[Exercise requirements] Reproduce the lines from the one containing "Every instance of the pile" through the one containing "x=383, y=294", inclusive, swapping "spaghetti" for "linguine" and changing nothing else.

[Provided data]
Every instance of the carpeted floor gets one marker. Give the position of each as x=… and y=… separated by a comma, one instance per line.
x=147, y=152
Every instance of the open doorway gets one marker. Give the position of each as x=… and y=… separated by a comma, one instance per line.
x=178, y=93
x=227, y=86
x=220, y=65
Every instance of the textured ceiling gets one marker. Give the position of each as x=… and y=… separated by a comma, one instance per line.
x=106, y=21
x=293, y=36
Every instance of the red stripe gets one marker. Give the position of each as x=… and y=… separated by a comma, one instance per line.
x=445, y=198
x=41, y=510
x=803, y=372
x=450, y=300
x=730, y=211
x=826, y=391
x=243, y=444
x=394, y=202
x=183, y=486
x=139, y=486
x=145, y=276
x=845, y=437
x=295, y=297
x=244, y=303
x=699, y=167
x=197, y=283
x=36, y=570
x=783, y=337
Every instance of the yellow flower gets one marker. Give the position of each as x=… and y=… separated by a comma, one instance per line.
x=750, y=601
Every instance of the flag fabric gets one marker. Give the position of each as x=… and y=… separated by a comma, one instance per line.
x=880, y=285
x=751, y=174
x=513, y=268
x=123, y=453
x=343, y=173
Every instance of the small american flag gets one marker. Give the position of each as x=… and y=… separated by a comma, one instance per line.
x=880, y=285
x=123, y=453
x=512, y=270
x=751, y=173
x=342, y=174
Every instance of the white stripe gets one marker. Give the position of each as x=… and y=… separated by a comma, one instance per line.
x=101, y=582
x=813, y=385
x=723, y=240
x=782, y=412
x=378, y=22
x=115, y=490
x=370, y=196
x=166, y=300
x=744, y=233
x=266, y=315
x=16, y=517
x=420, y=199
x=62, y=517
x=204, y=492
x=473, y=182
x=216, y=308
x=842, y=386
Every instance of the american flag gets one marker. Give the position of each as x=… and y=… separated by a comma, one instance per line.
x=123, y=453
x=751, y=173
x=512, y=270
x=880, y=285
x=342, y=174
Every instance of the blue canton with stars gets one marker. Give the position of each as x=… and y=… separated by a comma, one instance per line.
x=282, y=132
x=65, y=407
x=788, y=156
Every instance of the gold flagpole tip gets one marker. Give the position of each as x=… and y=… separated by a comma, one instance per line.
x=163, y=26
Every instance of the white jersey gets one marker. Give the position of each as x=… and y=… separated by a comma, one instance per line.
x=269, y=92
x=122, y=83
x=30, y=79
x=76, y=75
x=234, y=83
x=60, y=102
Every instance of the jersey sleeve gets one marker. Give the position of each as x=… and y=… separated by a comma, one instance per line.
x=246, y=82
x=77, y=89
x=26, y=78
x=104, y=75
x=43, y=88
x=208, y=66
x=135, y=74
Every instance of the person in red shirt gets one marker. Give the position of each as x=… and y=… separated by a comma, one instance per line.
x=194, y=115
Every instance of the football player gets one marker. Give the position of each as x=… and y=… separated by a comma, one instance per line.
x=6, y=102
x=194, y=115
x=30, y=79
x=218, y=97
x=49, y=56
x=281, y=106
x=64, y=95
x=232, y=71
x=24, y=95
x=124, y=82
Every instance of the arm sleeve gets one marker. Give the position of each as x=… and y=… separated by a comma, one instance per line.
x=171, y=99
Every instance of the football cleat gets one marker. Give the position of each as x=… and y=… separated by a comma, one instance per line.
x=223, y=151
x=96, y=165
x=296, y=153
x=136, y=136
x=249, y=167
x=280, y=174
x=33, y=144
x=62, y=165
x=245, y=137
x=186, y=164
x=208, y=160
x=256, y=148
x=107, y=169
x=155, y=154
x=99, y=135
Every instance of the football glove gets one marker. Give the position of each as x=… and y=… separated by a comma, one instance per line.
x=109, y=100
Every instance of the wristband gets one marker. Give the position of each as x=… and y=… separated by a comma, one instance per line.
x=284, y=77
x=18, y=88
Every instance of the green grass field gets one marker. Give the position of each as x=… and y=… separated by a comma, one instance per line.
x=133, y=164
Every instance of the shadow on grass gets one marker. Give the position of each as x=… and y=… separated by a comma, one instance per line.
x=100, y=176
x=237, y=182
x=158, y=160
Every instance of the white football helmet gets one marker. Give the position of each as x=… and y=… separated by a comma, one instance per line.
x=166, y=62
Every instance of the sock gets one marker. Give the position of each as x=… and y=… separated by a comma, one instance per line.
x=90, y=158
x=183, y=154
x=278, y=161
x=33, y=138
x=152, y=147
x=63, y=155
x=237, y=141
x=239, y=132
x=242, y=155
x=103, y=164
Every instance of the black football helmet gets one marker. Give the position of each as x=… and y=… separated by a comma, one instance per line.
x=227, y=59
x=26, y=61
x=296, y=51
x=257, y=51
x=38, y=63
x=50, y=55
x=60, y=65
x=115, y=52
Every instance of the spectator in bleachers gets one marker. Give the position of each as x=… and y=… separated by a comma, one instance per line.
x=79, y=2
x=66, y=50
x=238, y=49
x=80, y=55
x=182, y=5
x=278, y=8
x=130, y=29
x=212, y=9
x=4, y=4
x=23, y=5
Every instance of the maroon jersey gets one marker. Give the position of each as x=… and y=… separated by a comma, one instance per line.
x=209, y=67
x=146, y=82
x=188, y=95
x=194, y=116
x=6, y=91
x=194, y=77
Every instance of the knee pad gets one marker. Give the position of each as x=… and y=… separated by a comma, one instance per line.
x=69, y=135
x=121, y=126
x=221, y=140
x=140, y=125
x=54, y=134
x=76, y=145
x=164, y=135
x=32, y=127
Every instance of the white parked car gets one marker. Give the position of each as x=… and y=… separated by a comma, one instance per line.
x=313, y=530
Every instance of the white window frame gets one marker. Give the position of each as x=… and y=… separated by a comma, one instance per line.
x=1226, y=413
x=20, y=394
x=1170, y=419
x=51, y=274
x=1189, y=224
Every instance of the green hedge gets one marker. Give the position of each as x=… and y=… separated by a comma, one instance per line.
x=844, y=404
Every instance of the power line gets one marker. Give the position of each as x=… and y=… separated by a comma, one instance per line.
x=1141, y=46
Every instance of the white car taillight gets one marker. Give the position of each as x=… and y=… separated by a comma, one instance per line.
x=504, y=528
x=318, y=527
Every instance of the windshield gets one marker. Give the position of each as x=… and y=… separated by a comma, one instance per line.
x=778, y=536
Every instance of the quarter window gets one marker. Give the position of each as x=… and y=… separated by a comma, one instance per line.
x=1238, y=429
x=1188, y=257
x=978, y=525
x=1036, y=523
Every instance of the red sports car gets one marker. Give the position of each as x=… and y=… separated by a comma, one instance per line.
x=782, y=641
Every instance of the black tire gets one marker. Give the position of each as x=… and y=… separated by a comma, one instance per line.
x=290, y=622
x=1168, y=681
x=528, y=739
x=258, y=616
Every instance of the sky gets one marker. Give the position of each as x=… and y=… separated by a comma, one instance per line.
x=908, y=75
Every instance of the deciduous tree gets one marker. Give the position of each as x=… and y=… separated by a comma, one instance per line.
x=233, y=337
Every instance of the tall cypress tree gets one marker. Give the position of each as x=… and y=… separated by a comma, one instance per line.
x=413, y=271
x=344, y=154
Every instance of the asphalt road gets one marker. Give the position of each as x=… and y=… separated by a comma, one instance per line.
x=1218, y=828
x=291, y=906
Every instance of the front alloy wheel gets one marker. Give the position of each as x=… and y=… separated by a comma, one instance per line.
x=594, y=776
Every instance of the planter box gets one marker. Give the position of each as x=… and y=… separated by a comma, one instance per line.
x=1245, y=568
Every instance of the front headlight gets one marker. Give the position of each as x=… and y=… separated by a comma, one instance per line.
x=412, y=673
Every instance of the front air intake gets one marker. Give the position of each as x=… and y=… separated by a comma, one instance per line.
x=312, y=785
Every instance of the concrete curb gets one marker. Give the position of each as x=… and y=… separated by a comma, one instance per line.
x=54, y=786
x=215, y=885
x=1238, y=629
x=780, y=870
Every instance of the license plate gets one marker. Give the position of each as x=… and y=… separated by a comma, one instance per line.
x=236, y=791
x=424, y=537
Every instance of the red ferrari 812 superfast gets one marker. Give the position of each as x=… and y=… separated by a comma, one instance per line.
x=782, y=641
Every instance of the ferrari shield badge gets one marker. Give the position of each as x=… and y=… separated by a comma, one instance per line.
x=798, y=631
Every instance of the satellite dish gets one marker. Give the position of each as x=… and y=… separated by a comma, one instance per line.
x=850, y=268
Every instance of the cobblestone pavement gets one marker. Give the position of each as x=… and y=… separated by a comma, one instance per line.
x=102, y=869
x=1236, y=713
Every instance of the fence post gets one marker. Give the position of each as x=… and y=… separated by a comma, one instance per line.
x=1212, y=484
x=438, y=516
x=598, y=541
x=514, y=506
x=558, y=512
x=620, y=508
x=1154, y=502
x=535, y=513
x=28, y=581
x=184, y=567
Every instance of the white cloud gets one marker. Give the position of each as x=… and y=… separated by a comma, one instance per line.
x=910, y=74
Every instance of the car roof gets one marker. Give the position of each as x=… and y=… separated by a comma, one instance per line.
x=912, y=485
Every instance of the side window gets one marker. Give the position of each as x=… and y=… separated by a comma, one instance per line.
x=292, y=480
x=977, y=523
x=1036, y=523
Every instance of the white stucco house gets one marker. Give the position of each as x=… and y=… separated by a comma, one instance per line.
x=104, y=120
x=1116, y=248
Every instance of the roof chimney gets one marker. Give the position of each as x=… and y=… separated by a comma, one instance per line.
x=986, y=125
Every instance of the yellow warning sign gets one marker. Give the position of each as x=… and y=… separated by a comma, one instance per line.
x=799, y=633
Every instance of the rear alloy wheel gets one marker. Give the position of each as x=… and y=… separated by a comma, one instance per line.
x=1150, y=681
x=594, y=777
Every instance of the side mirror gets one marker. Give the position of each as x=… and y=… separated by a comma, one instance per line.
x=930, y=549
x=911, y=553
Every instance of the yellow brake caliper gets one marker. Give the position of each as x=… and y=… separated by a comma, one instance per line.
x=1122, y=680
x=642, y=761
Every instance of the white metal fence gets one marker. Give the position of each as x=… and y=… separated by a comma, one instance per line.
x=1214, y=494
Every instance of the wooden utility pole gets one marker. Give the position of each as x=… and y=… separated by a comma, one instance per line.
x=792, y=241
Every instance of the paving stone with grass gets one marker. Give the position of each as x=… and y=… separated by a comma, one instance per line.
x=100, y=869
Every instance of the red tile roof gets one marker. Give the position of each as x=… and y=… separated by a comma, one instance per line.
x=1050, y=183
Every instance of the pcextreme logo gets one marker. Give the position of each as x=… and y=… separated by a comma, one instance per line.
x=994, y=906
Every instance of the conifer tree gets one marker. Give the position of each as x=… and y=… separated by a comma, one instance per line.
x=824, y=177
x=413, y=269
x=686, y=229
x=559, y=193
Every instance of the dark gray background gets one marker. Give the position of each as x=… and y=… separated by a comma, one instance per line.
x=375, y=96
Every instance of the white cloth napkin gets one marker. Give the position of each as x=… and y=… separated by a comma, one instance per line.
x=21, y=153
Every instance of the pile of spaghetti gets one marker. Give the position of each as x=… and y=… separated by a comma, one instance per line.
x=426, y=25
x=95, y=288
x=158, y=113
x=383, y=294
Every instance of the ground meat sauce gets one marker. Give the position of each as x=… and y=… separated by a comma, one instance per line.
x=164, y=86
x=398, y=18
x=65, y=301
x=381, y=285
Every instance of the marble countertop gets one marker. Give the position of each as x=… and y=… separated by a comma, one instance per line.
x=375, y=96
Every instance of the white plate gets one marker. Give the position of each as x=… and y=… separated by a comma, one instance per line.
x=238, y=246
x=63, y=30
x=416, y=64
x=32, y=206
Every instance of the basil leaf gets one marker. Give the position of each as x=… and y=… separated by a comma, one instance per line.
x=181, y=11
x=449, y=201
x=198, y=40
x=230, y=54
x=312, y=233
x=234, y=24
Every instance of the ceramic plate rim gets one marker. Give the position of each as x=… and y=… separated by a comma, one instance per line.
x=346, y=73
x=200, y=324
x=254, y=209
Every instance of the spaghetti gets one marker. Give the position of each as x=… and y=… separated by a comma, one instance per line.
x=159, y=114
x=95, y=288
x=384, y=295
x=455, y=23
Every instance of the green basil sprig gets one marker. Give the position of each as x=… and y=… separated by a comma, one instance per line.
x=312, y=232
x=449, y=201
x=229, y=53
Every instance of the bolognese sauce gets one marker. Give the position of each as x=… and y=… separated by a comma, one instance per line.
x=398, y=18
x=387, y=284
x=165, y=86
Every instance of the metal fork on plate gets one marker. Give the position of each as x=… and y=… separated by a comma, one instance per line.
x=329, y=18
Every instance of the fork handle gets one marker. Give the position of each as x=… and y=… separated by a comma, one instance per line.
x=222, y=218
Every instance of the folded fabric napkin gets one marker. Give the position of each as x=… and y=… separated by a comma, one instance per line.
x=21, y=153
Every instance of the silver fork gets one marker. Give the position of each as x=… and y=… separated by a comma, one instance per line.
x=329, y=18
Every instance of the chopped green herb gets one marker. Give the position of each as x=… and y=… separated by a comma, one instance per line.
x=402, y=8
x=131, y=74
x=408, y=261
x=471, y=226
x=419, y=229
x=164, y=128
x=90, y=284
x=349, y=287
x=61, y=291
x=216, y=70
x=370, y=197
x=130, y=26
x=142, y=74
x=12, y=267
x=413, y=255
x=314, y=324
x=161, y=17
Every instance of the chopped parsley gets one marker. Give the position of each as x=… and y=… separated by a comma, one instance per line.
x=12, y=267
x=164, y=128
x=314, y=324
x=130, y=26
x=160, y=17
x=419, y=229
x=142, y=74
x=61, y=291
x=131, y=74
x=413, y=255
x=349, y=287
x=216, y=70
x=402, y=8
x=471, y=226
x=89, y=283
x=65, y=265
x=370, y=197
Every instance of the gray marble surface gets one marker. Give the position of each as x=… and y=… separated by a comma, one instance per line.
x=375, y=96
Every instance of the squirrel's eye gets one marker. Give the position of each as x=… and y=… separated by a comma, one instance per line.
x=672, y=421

[Reply to the exercise]
Every instance of the pile of linguine gets one marker. Give the position of each as x=… and y=… separated by a comma, one instance per line.
x=426, y=25
x=95, y=288
x=158, y=113
x=383, y=294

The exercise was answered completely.